▶ **What to work on**
Count the lines of the material below that contain the string "semi". Reply with the number alone.

Rows of box annotation data
▼

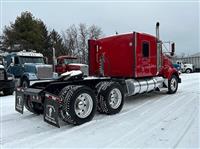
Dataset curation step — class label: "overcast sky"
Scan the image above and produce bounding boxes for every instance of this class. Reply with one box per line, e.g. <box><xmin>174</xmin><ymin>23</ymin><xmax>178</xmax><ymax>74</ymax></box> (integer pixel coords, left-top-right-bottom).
<box><xmin>0</xmin><ymin>0</ymin><xmax>200</xmax><ymax>54</ymax></box>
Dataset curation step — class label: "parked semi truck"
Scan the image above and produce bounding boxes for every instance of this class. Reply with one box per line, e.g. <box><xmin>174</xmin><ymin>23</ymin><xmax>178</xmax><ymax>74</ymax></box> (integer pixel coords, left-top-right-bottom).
<box><xmin>4</xmin><ymin>50</ymin><xmax>56</xmax><ymax>88</ymax></box>
<box><xmin>15</xmin><ymin>23</ymin><xmax>181</xmax><ymax>127</ymax></box>
<box><xmin>0</xmin><ymin>64</ymin><xmax>15</xmax><ymax>95</ymax></box>
<box><xmin>55</xmin><ymin>55</ymin><xmax>88</xmax><ymax>76</ymax></box>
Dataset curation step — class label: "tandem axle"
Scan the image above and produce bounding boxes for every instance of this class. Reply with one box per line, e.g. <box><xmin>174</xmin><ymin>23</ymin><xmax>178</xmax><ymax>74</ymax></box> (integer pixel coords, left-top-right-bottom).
<box><xmin>15</xmin><ymin>71</ymin><xmax>180</xmax><ymax>127</ymax></box>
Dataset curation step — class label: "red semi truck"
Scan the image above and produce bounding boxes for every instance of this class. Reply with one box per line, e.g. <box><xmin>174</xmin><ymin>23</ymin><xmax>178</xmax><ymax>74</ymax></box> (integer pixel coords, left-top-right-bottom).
<box><xmin>15</xmin><ymin>23</ymin><xmax>181</xmax><ymax>127</ymax></box>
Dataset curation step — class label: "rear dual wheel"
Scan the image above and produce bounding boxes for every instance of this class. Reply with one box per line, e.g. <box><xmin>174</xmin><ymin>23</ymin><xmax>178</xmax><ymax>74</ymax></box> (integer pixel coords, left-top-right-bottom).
<box><xmin>59</xmin><ymin>85</ymin><xmax>96</xmax><ymax>125</ymax></box>
<box><xmin>96</xmin><ymin>82</ymin><xmax>124</xmax><ymax>115</ymax></box>
<box><xmin>168</xmin><ymin>75</ymin><xmax>178</xmax><ymax>94</ymax></box>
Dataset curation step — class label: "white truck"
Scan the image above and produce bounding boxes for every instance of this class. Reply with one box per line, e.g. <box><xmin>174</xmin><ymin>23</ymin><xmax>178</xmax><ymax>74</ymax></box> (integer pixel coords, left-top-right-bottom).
<box><xmin>176</xmin><ymin>61</ymin><xmax>194</xmax><ymax>73</ymax></box>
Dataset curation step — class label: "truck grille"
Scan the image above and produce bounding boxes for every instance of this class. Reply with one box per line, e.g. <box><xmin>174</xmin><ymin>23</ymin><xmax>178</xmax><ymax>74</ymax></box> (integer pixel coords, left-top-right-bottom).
<box><xmin>37</xmin><ymin>66</ymin><xmax>53</xmax><ymax>79</ymax></box>
<box><xmin>0</xmin><ymin>69</ymin><xmax>5</xmax><ymax>80</ymax></box>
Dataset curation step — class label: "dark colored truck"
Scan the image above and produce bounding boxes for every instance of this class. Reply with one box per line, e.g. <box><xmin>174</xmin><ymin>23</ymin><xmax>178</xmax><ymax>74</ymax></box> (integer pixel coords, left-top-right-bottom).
<box><xmin>0</xmin><ymin>64</ymin><xmax>15</xmax><ymax>95</ymax></box>
<box><xmin>15</xmin><ymin>23</ymin><xmax>181</xmax><ymax>127</ymax></box>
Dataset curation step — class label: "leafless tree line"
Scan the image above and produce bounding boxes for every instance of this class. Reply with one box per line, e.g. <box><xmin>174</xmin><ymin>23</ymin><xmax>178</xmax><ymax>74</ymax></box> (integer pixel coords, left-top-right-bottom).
<box><xmin>62</xmin><ymin>23</ymin><xmax>103</xmax><ymax>64</ymax></box>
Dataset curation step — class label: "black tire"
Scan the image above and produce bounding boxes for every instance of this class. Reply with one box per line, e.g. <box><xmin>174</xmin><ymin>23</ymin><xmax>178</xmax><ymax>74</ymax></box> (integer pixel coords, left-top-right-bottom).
<box><xmin>168</xmin><ymin>75</ymin><xmax>178</xmax><ymax>94</ymax></box>
<box><xmin>185</xmin><ymin>68</ymin><xmax>192</xmax><ymax>73</ymax></box>
<box><xmin>24</xmin><ymin>98</ymin><xmax>44</xmax><ymax>114</ymax></box>
<box><xmin>3</xmin><ymin>88</ymin><xmax>14</xmax><ymax>96</ymax></box>
<box><xmin>21</xmin><ymin>78</ymin><xmax>30</xmax><ymax>88</ymax></box>
<box><xmin>59</xmin><ymin>85</ymin><xmax>96</xmax><ymax>125</ymax></box>
<box><xmin>97</xmin><ymin>82</ymin><xmax>124</xmax><ymax>115</ymax></box>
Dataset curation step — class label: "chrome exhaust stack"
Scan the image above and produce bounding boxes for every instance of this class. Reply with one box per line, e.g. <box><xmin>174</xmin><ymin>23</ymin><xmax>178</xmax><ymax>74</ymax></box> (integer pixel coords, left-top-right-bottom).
<box><xmin>125</xmin><ymin>77</ymin><xmax>164</xmax><ymax>96</ymax></box>
<box><xmin>156</xmin><ymin>22</ymin><xmax>160</xmax><ymax>41</ymax></box>
<box><xmin>156</xmin><ymin>22</ymin><xmax>162</xmax><ymax>73</ymax></box>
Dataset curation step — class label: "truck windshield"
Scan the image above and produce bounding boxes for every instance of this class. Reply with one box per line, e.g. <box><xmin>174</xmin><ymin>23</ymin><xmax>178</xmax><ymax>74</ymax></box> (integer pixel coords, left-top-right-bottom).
<box><xmin>58</xmin><ymin>58</ymin><xmax>78</xmax><ymax>65</ymax></box>
<box><xmin>19</xmin><ymin>56</ymin><xmax>44</xmax><ymax>64</ymax></box>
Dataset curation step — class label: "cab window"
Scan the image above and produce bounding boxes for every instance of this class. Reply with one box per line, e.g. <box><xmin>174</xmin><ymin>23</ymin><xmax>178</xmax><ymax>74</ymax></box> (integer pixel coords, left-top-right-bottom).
<box><xmin>142</xmin><ymin>42</ymin><xmax>149</xmax><ymax>57</ymax></box>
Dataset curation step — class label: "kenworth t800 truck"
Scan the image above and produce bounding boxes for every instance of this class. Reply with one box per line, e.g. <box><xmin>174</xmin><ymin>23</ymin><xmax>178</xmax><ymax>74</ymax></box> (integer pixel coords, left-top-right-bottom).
<box><xmin>15</xmin><ymin>23</ymin><xmax>181</xmax><ymax>127</ymax></box>
<box><xmin>4</xmin><ymin>50</ymin><xmax>56</xmax><ymax>88</ymax></box>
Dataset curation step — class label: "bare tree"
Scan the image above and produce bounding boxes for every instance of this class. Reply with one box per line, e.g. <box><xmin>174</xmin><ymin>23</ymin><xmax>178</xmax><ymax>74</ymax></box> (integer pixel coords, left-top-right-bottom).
<box><xmin>79</xmin><ymin>23</ymin><xmax>88</xmax><ymax>63</ymax></box>
<box><xmin>62</xmin><ymin>23</ymin><xmax>102</xmax><ymax>64</ymax></box>
<box><xmin>88</xmin><ymin>25</ymin><xmax>102</xmax><ymax>39</ymax></box>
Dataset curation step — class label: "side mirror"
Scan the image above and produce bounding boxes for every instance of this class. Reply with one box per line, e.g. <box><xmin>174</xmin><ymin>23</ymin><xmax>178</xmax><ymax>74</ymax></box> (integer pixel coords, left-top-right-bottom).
<box><xmin>171</xmin><ymin>42</ymin><xmax>175</xmax><ymax>56</ymax></box>
<box><xmin>10</xmin><ymin>57</ymin><xmax>15</xmax><ymax>66</ymax></box>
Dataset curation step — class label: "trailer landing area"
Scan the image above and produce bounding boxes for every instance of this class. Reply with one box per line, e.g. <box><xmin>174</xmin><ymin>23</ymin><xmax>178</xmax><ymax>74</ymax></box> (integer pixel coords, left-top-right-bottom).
<box><xmin>0</xmin><ymin>73</ymin><xmax>200</xmax><ymax>148</ymax></box>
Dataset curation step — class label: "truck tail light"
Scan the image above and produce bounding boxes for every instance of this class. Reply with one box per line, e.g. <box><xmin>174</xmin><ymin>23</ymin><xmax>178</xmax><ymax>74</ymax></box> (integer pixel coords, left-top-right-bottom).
<box><xmin>45</xmin><ymin>94</ymin><xmax>62</xmax><ymax>103</ymax></box>
<box><xmin>16</xmin><ymin>87</ymin><xmax>24</xmax><ymax>92</ymax></box>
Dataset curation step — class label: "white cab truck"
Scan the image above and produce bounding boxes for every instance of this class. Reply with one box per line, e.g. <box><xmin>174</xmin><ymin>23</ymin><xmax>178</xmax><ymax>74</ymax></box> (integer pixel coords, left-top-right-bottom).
<box><xmin>176</xmin><ymin>61</ymin><xmax>194</xmax><ymax>73</ymax></box>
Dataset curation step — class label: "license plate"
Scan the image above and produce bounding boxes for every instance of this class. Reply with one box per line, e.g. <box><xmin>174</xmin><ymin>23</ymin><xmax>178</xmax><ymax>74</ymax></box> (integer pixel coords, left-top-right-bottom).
<box><xmin>44</xmin><ymin>98</ymin><xmax>60</xmax><ymax>128</ymax></box>
<box><xmin>15</xmin><ymin>91</ymin><xmax>24</xmax><ymax>114</ymax></box>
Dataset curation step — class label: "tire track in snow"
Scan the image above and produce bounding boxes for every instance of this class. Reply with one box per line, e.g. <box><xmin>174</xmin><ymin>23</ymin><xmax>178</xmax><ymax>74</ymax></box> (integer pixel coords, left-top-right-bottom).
<box><xmin>105</xmin><ymin>93</ymin><xmax>193</xmax><ymax>148</ymax></box>
<box><xmin>31</xmin><ymin>95</ymin><xmax>186</xmax><ymax>147</ymax></box>
<box><xmin>122</xmin><ymin>98</ymin><xmax>196</xmax><ymax>147</ymax></box>
<box><xmin>173</xmin><ymin>106</ymin><xmax>198</xmax><ymax>148</ymax></box>
<box><xmin>3</xmin><ymin>93</ymin><xmax>165</xmax><ymax>146</ymax></box>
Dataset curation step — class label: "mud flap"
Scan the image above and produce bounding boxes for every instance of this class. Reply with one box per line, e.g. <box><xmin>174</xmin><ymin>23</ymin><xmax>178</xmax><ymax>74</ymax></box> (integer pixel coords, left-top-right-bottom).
<box><xmin>15</xmin><ymin>91</ymin><xmax>24</xmax><ymax>114</ymax></box>
<box><xmin>44</xmin><ymin>98</ymin><xmax>60</xmax><ymax>128</ymax></box>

▲

▶ **Exercise result**
2